Supplied passage start

Pixar's cinematic track record is pretty much perfect, but one of its very best films, especially throughout the 2010s, is Academy Award winner Inside Out, an original story conceived by Pixar stalwart Pete Docter, which gives the audience a glimpse into the complicated mind and memory of an 11-year-old girl named Riley. Inspired by his own daughter, Docter crafted a touching and deeply moving story about Riley's core emotions — Joy (Amy Poehler), Fear (Bill Hader), Anger (Lewis Black), Disgust (Mindy Kaling), and Sadness (Phyllis Smith) — as she transitions from a cheerful child to a more complex, confused pre-teen on the road to adulthood. When Sadness interferes with one of Joy's core memories, the two end up thrown into the vast and constantly changing landscape of Riley's mind, leaving them stranded until they can find their way back to their headquarters and help Riley get through a cross-country move and a new school.

Despite its seemingly sunny exterior, Inside Out is, at its core, a film that tells children and adults alike that it's okay to be sad, and as such, it's a relatable and emotional viewing experience for audience members of absolutely any age. Add in outstanding guest turns from actors like Richard Kind and Kyle McLachlan as well as ground-breaking animation, and you've got one of Pixar's finest turns since it broke onto the scene in the 1990s with Toy Story.

Mad Max: Fury Road (2015)

An action movie spinoff of Mel Gibson's classic Mad Max franchise probably seems like an unlikely inclusion on this list — as well as a very unexpected Oscar contender — but George Miller's fourth movie in the Mad Max series, Fury Road, ended up breaking an astonishing amount of barriers in the aftermath of its 2015 release.

Starring Tom Hardy, who took over Mel Gibson's titular role, alongside Charlize Theron as Furiosa (one of the best action heroines in recent memory), this blazing, blindingly-paced action movie delighted critics and fans alike, with many calling it one of the best action films of all time. To the surprise of many, it even made its way into the crowded and prestigious pack of nominees at the 2016 Academy Awards, with an incredible ten nominations and six wins in technical categories (including an Editing win for Miller's wife, Marget Sixel), making it the biggest winner of the night. Though it seems like a true awards underdog on the surface, the truth is that Mad Max: Fury Road is both an outstanding dystopian action set piece and a perfect allegory for the modern world, bolstered by excellent performances, jaw-dropping visuals, and sharp direction that absolutely belongs on a list of the best films of the decade.

Midnight Special (2016)

An edgy science fiction outing from writer-director Jeff Nichols (who also directed the eerie 2011 film Take Shelter), Midnight Special reunited Nichols with his frequent collaborator Michael Shannon to tell the unsettling story of a child's abduction and the events that unfold afterwards. Shannon appears alongside other prestigious actors, including Joel Edgerton, Adam Driver, Kirsten Dunst, and the late Sam Shepard, and if you think you know where Midnight Special is going, you're likely wrong; this film takes several twists and turns before its final shot, which finds Alton, the kidnapped boy, entering into an entirely new realm. 

Even though Midnight Special was a small, independent genre film, it still attracted notice and positive attention from critics, receiving acclaim thanks to its leading performances by Shannon, Edgerton, Driver, and Dunst as well as its creative and original plot. Ultimately, Midnight Special is definitely one of the most creative films of the decade, leaving its mark as one of the most interesting science fiction outings in recent memory.

Supplied passage end
Listed entries start

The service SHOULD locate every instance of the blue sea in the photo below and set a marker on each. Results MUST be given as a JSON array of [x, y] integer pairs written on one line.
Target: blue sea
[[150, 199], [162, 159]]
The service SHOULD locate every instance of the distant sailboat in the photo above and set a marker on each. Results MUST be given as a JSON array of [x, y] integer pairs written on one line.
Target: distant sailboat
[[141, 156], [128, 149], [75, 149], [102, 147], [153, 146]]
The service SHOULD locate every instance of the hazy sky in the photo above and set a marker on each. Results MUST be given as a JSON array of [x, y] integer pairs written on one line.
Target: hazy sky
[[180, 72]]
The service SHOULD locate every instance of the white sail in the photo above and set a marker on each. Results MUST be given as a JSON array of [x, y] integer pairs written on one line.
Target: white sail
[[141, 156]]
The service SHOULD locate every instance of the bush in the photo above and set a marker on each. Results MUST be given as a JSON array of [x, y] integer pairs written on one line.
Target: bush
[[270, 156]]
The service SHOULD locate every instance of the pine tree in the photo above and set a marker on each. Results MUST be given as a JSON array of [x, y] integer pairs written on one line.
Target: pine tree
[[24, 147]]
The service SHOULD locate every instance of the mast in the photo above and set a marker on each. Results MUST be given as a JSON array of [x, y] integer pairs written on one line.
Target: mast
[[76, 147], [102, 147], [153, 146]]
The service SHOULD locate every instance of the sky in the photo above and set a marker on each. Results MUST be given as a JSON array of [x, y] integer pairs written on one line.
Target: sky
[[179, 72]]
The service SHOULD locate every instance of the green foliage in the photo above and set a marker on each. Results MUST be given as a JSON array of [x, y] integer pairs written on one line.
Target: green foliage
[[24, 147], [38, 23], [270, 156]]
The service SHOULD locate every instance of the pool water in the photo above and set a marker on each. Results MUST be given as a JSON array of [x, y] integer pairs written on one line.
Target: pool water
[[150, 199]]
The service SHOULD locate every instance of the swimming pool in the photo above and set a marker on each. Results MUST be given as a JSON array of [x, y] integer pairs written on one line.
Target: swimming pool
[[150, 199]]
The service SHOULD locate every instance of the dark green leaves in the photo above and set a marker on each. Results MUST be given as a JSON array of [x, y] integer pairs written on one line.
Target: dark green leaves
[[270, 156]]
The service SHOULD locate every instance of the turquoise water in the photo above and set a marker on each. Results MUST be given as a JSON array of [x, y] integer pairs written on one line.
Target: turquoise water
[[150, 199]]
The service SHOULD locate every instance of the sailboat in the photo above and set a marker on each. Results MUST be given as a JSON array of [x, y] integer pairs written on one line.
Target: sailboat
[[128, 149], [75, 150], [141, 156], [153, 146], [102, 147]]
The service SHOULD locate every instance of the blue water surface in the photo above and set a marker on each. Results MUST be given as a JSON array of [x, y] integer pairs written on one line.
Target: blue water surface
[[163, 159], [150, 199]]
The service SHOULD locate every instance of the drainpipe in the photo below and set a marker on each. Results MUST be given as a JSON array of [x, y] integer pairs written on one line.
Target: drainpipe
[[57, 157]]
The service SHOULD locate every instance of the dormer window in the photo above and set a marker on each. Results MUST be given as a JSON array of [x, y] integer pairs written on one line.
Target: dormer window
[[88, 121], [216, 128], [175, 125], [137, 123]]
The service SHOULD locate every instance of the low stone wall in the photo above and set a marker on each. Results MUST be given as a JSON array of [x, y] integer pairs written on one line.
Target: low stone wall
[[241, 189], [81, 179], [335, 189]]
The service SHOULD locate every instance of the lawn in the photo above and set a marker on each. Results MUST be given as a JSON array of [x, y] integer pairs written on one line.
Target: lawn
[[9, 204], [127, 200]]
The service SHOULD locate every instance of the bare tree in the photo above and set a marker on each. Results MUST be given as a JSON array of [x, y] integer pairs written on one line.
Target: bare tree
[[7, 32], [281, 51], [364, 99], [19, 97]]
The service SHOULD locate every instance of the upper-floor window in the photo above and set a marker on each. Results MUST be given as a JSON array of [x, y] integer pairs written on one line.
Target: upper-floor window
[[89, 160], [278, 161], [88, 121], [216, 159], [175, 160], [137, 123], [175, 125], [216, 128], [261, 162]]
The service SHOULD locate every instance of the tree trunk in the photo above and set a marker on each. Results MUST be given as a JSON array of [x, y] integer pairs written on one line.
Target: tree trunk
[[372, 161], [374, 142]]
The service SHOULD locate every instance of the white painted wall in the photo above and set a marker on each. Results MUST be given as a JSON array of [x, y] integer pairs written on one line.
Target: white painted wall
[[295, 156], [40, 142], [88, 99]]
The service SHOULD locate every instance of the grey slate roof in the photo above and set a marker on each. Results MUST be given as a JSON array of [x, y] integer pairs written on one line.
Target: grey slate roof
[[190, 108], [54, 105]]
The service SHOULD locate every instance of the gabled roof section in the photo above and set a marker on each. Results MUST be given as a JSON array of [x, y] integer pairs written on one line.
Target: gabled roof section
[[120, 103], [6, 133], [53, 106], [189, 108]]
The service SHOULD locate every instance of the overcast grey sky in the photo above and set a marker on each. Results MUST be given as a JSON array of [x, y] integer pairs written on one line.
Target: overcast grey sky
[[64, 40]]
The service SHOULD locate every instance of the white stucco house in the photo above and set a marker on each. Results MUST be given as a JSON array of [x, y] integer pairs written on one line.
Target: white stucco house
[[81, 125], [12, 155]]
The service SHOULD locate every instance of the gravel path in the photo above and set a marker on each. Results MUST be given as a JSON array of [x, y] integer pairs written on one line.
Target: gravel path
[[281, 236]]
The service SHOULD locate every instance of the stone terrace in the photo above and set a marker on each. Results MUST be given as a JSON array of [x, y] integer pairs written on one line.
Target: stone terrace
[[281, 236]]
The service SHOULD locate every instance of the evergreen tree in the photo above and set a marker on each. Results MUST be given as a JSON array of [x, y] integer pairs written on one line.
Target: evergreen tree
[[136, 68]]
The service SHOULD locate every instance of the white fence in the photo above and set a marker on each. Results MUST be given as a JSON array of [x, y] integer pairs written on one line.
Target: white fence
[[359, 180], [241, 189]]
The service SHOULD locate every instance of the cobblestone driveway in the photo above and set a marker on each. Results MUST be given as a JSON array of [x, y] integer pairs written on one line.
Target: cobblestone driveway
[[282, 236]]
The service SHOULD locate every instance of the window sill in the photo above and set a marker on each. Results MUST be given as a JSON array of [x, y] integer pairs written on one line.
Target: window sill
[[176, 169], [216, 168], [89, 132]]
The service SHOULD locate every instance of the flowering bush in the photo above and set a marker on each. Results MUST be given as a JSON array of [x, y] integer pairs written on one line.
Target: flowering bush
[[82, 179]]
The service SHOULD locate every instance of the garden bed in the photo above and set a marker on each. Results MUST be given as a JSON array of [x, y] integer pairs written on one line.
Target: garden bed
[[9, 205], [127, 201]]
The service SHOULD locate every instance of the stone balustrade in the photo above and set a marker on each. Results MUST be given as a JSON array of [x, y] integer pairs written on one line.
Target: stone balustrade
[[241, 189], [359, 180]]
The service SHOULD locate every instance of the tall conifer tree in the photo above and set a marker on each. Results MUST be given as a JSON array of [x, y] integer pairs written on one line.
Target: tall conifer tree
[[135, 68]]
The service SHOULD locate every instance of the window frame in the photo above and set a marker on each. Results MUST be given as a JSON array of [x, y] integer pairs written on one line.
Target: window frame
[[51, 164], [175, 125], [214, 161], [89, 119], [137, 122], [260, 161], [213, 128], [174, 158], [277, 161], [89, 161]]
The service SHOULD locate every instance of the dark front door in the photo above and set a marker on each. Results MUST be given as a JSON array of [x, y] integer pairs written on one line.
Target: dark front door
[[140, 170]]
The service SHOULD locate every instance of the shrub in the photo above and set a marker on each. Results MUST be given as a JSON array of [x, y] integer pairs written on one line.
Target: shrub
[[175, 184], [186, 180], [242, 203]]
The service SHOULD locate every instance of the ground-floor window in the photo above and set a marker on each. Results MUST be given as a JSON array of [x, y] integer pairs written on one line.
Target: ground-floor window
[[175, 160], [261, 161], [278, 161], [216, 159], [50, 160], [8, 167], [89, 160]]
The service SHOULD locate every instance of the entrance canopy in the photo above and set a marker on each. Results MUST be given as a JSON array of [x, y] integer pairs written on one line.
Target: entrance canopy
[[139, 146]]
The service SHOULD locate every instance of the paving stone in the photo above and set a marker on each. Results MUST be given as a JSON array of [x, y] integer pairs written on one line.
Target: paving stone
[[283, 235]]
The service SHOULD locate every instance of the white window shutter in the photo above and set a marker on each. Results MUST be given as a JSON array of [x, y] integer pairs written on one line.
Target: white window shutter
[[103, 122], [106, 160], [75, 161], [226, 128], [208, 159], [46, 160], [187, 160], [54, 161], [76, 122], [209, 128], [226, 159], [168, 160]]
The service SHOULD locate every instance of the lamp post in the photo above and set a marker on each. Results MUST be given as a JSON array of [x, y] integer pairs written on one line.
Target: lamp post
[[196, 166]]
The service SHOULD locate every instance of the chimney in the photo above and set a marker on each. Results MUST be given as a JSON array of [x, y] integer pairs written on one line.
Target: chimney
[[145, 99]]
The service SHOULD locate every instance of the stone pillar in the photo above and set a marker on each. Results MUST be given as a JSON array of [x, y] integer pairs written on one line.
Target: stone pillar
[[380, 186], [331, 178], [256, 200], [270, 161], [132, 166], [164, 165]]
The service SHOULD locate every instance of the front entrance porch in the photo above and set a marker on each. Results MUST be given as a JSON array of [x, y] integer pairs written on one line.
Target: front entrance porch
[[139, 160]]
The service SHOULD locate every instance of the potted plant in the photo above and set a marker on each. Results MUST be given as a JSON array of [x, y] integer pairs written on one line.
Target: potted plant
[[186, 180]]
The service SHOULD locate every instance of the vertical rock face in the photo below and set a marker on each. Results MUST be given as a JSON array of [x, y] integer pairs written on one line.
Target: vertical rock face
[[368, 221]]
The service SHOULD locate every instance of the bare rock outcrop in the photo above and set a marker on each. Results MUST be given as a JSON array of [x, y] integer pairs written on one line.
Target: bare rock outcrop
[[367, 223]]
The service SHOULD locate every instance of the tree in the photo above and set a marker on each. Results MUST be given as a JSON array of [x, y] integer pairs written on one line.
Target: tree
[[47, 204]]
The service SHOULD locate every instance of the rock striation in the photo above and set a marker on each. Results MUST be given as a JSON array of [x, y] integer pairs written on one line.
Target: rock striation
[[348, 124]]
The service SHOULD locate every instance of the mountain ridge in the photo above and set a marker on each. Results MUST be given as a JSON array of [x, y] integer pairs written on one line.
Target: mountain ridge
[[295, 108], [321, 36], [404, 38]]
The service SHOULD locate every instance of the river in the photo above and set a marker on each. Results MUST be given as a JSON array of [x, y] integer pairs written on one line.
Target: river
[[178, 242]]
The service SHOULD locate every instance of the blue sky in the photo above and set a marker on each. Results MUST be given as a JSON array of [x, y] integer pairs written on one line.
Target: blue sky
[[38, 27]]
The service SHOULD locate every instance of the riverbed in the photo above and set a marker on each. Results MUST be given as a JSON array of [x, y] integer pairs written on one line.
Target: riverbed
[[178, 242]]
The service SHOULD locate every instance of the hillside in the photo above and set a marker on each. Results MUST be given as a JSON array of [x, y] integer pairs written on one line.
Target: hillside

Listed entries end

**Set tasks**
A. Copy the film roundup word for word, beginning at "Despite its seemingly" and stopping after "its 2015 release.".
B. In the film roundup, how many Academy Award nominations did Mad Max: Fury Road receive?
C. Continue the film roundup past its closing sentence on Midnight Special.
The records bear no relation to the film roundup.

**The replies**
A.
Despite its seemingly sunny exterior, Inside Out is, at its core, a film that tells children and adults alike that it's okay to be sad, and as such, it's a relatable and emotional viewing experience for audience members of absolutely any age. Add in outstanding guest turns from actors like Richard Kind and Kyle McLachlan as well as ground-breaking animation, and you've got one of Pixar's finest turns since it broke onto the scene in the 1990s with Toy Story.

Mad Max: Fury Road (2015)

An action movie spinoff of Mel Gibson's classic Mad Max franchise probably seems like an unlikely inclusion on this list — as well as a very unexpected Oscar contender — but George Miller's fourth movie in the Mad Max series, Fury Road, ended up breaking an astonishing amount of barriers in the aftermath of its 2015 release.

B. Ten.

C.
Moonlight (2016)

Moonlight had already earned plenty of fame and acclaim by the time the Academy Awards aired in early 2017, but this Best Picture contender is likely best known for the now infamous mix-up over the night's biggest winner. At the very end of the ceremony, Warren Beatty and Faye Dunaway presented Best Picture to La La Land, Moonlight's biggest competitor, only to cause an uproar when one of La La Land's producers turned the envelope towards the camera to reveal the actual winner: Moonlight, the 2016 coming of age film directed by Barry Jenkins.

However, if that's the only reason you remember Moonlight, you may want to rewatch this incredible, moving film and let it stand on its own apart from the famous Oscars snafu. Many have ranked this three-part film as one of the best films of the decade, and it's not surprising why; the story of Chiron, nicknamed "Little," as he grows up and comes to terms with his identity and sexuality, is all-encompassing, highly emotional, and relatable to everyone who watches the movie. Mahershala Ali earned his first Oscar (for Best Supporting Actor) for the film, and ultimately, there's no question at all that the Academy really did make the right call by anointing Moonlight as the best movie of the year.

Lady Bird (2017)

As with Moonlight, coming of age stories are always a relatable way to reach an audience, and the 2017 film Lady Bird, directed by actress-turned-director Greta Gerwig, followed that same path. Gerwig and her leading ladies, Saoirse Ronan and Laurie Metcalf, all received Oscar nominations — Gerwig for Original Screenplay and Director, and Ronan and Metcalf for Leading and Supporting Actress, respectively — and it's easy to see why when you experience this gripping, funny, and emotional film. Ronan, who plays the title role, perfectly portrays a willful and stubborn teenager who chooses to go by "Lady Bird" (rather than her given name, Christine) while trying to escape her California hometown and her well-meaning mother (Metcalf). The cast, rounded out by Beanie Feldstein, Timotheé Chalamet, and Tracy Letts, is exceptional, making this a pitch-perfect film for anyone who has ever struggled to find themselves growing up.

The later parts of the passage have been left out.